Brief - Reproduce all of the records below word for word, leaving out the pictures.

◇ ◇ ◇ ◇

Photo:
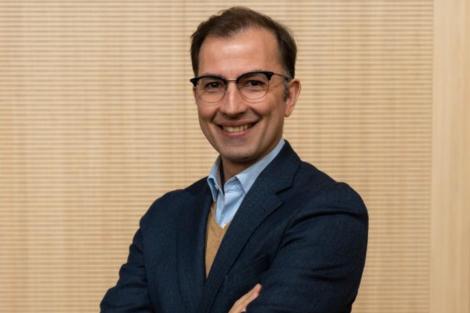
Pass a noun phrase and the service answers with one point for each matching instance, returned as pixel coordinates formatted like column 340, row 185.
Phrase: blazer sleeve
column 130, row 295
column 320, row 261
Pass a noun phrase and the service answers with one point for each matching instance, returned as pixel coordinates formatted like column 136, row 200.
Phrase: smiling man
column 265, row 232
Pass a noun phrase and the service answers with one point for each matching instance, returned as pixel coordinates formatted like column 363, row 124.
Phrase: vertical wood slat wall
column 450, row 228
column 97, row 119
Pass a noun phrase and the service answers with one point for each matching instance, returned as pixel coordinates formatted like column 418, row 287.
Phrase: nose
column 232, row 104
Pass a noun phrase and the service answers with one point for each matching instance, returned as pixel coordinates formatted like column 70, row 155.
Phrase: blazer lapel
column 260, row 201
column 191, row 246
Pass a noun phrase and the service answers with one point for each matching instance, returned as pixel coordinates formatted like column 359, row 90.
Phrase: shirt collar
column 247, row 177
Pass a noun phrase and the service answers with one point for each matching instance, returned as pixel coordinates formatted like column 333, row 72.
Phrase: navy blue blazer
column 299, row 233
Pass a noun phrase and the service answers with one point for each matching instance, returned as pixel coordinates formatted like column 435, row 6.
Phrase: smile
column 236, row 129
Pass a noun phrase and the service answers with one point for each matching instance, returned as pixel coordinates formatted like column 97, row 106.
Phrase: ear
column 293, row 91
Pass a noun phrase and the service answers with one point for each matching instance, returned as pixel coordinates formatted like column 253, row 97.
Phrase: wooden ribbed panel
column 97, row 119
column 450, row 253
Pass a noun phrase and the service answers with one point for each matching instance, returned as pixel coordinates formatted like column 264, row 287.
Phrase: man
column 265, row 232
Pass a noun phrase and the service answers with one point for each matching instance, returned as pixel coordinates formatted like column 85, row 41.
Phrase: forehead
column 247, row 50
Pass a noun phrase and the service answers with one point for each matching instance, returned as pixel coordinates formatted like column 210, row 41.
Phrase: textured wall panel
column 97, row 119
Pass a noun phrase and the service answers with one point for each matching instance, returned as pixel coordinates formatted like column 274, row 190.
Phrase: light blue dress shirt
column 229, row 198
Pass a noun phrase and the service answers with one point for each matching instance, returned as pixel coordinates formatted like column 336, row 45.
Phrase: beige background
column 97, row 120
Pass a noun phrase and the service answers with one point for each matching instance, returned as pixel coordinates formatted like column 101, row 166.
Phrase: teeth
column 234, row 129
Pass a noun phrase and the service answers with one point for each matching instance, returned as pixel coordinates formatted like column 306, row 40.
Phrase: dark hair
column 235, row 19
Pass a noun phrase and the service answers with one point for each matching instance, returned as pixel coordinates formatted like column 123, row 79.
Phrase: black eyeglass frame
column 269, row 75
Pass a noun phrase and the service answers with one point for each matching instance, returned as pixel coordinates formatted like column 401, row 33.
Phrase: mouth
column 237, row 129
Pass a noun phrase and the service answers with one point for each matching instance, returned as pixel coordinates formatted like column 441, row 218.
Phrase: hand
column 241, row 304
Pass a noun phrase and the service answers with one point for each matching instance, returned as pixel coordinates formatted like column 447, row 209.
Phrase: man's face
column 244, row 131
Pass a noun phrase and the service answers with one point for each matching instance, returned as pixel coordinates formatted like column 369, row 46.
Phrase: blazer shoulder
column 324, row 191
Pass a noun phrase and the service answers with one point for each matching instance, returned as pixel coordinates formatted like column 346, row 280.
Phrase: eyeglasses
column 252, row 85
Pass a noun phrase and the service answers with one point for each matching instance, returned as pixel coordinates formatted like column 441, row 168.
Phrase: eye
column 212, row 85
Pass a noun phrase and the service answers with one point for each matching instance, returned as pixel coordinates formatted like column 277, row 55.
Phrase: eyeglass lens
column 252, row 86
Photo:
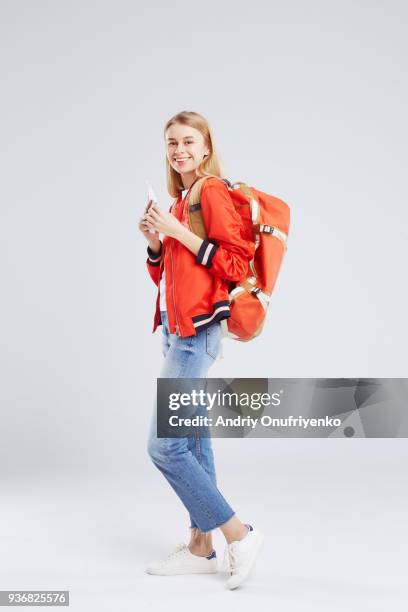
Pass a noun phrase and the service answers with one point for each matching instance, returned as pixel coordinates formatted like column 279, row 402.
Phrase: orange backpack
column 266, row 222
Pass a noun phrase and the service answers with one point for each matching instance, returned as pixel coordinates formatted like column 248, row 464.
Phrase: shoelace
column 233, row 558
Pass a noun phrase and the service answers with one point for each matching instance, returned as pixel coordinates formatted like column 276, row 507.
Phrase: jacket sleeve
column 153, row 263
column 226, row 252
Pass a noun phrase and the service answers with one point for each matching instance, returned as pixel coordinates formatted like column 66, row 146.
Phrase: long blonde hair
column 210, row 165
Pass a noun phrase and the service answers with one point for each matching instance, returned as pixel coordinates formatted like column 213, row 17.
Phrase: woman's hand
column 162, row 221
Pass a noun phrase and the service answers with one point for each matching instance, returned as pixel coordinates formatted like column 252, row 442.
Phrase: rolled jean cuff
column 217, row 524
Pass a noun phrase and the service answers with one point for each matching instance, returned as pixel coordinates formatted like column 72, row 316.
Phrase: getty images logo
column 255, row 401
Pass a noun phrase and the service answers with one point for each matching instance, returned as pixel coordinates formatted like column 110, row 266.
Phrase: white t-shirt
column 163, row 281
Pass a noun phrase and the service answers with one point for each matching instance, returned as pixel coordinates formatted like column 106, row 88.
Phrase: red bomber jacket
column 197, row 286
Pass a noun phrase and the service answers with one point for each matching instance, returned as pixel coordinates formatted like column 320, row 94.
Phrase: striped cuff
column 206, row 253
column 154, row 258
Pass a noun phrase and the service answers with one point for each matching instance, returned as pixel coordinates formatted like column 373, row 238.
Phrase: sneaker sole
column 234, row 585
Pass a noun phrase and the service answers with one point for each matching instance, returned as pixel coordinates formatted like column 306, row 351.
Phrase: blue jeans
column 188, row 463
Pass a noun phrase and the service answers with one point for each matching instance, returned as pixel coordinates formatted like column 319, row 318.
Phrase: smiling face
column 186, row 149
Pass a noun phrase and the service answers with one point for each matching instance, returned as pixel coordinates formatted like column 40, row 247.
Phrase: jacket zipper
column 172, row 273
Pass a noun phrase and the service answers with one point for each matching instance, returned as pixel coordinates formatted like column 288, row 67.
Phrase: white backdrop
column 307, row 101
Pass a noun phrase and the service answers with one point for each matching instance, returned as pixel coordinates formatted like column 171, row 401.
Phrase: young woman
column 193, row 277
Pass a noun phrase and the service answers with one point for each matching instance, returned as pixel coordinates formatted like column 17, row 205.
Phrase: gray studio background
column 307, row 100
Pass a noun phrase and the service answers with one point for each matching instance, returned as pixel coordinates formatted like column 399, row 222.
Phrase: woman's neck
column 188, row 180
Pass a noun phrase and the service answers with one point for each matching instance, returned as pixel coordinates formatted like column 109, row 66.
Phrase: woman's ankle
column 200, row 543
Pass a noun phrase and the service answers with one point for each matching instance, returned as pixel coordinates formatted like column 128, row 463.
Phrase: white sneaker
column 241, row 556
column 182, row 561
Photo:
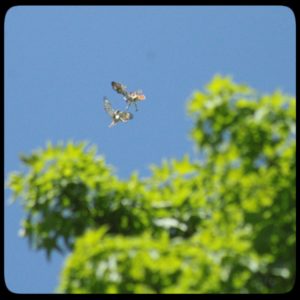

◇ ◇ ◇ ◇

The completed task -
Photo:
Pass a noun phrase and the service answers with one point for each matching instance, returned as pixel coordinates formatted like column 340, row 185.
Phrase: blazer sleeve
column 130, row 295
column 320, row 261
Pass a noun phrase and the service answers with one point for each matching instance, returned as pixel coordinates formatted like column 136, row 200.
Phrase: smiling man
column 265, row 232
Pass a noun phrase and the service answers with one point for each matching instance, returned as pixel coordinates formatted like column 363, row 124.
Phrase: vertical wood slat wall
column 450, row 228
column 97, row 119
Pass a noun phrase and the service answers with one point for each matching instance, returned as pixel coordinates formatted like column 418, row 287.
Phrase: nose
column 232, row 104
Pass a noun phrase and the service answers with one point for each matching instance, returned as pixel coordinates formatted like column 70, row 155.
Phrase: blazer lapel
column 260, row 201
column 191, row 246
Pass a noun phrase and the service answers with one point for each matching instance, returned as pixel coordinates formatted like column 359, row 90.
Phrase: shirt collar
column 247, row 177
Pass a noun phrase and the service answers with one point for each matching instance, returned as pixel coordinates formatted like column 333, row 72.
Phrase: navy blue blazer
column 299, row 233
Pass a noun phrase and the service answers with one point for each matching instance, returned as pixel coordinates formatted like column 435, row 6.
Phrase: smile
column 236, row 129
Pass a noun phrase and the service answers with one point for each matching instance, returned as pixel coordinates formatted like column 97, row 106.
Phrase: ear
column 293, row 91
Pass a noun phrase and the service answers with one point for each matching instance, returned as pixel coordinates formatted like column 253, row 97.
Phrase: wooden ribbed panel
column 97, row 119
column 450, row 253
Pass a noun phrase and the service answers with one point for each matching instance, returned as pixel coordinates formatted like column 264, row 287.
Phrase: man
column 265, row 232
Pass a noun phrase and the service answers with one point for each matching instance, returned as pixel coordinates formatted like column 85, row 41.
Phrase: forehead
column 247, row 50
Pass a noun phrase and the service answers with one point for each matching instance, returned as pixel coordinates formatted like column 210, row 41.
Phrase: textured wall panel
column 97, row 119
Pass a noun phrase and the service answers with one point for each matching instance, returned as pixel coordinates formatted like column 274, row 190.
Phrase: light blue dress shirt
column 229, row 198
Pass a noun phrase and the service answers with one point for each matching instance, returned as pixel coordinates formatted like column 336, row 45.
Phrase: beige background
column 97, row 120
Pass a noun phrase and the service answers with one point for each matching instance, returned as pixel coordinates formatted like column 101, row 166.
Phrase: teeth
column 234, row 129
Pass a noun phrase and the service answers with one point for each matching instance, returned as pixel coordinates formatted like column 306, row 40.
Phrase: dark hair
column 235, row 19
Pass a noun phrase and the service answers with one point for each matching instance, returned as pixel coordinates formatted like column 123, row 79.
Phrase: black eyeglass frame
column 269, row 75
Pass a noun phrase and the service answers with one point for each matching instance, returned as pixel coordinates formatted like column 401, row 33.
Phrase: mouth
column 237, row 129
Pass a noun phrase and the service answers with one point for each matching instance, returned as pixel coordinates formatted like column 441, row 218.
Phrase: hand
column 241, row 304
Pass a noun phrase and the service answers with one point for each matching instance, returned as pixel coordinates formatted like column 447, row 209.
Phrase: man's face
column 244, row 131
Pass a noun phrase and the service answers with one point for each matching instance, returned as pixel coordinates formatted like column 369, row 46.
Phrase: blazer shoulder
column 324, row 191
Pass a noun phrase and the service answers with one point for each matching instance, returned as pixel coordinates formatted like column 346, row 280.
Phrase: eyeglasses
column 252, row 85
Pass a noun phrase and the service answers with one point for each matching instance, returned as pixel coordinates formatted like column 441, row 168.
Phrase: eye
column 212, row 85
Pass a noun phrase and the service answers with one point for each matching instance, returned as pixel coordinates formatted like column 277, row 55.
Phrase: eyeglass lens
column 252, row 86
Photo:
Pass a noun phrase and the service answers with one point for each matching instance, returned as pixel coordinates formatted like column 279, row 402.
Phrase: orange backpack
column 266, row 222
Pass a noun phrase and the service answers with one point for each matching instance, returned as pixel coordinates formatted like column 248, row 464.
Phrase: shoelace
column 233, row 558
Pass a noun phrase and the service answers with one point for each matching instance, returned as pixel coordinates formatted like column 276, row 507.
Phrase: jacket sleeve
column 153, row 263
column 226, row 252
Pass a noun phrase and the service answers with one point for each matching instance, returned as pixel coordinates formatted like column 66, row 146.
Phrase: long blonde hair
column 210, row 165
Pass a noun phrase and the service answers with one point for each matching instance, returned as pixel coordinates formatted like column 213, row 17.
Phrase: woman's hand
column 162, row 221
Pass a noun phrase and the service answers with one point for each matching instance, returned as pixel coordinates formatted like column 252, row 442.
Phrase: rolled jean cuff
column 217, row 524
Pass a noun phrase and the service answers with one point for each matching instance, returned as pixel coordinates formatted like column 72, row 316.
Phrase: getty images logo
column 255, row 401
Pass a noun phrase and the service answers with one point for each matching instance, returned as pixel coordinates formatted like column 110, row 266.
Phrase: white t-shirt
column 163, row 281
Pass a noun phrase and the service answers with one point for each matching instance, returned as pixel coordinates formatted like column 106, row 88.
Phrase: red bomber jacket
column 197, row 286
Pass a noun phrase and the service answers with one point for each matching instance, returned as pixel coordinates formatted like column 320, row 94.
Phrase: striped cuff
column 206, row 253
column 154, row 258
Pass a noun phrase and the service answers with one point for each matching instance, returned as pixel coordinates formatted like column 373, row 238.
Phrase: sneaker sole
column 234, row 585
Pass a noun phrase and the service answers with one point for each matching instance, returned as pixel coordinates formatted like column 306, row 351.
Phrase: blue jeans
column 188, row 463
Pass a noun phrase and the service answers with one point for each matching instance, returned as pixel coordinates formatted like column 319, row 318.
Phrase: smiling face
column 186, row 149
Pass a noun phrase and the service answers with one point for each matching instance, returned as pixel coordinates formatted like column 40, row 247.
Phrase: jacket zipper
column 172, row 273
Pass a noun phrase and the service answers with one point for each matching instance, returned as pixel coordinates formatted like column 288, row 67.
Phrase: white backdrop
column 307, row 101
Pass a noun phrase and the service answers with one point for each matching instance, returned as pixel coordinates formatted like column 171, row 401.
Phrase: young woman
column 193, row 277
Pass a noun phrase and the service answers with one point for each matching instance, returned as pixel coordinates formatted like column 17, row 205.
Phrase: gray studio background
column 307, row 100
Pass a noun phrase and the service answers with one point for each matching instance, returned as pixel coordinates formatted like column 399, row 222.
Phrase: woman's neck
column 188, row 180
Pass a noun phrase and the service answers with one point for each matching instance, returned as pixel coordinates formatted like column 109, row 66.
Phrase: woman's ankle
column 200, row 543
Pass a noun phrase and the service answers with one point for each matching instance, returned as pixel coordinates formatted like column 128, row 463.
Phrase: white sneaker
column 241, row 556
column 182, row 561
Photo:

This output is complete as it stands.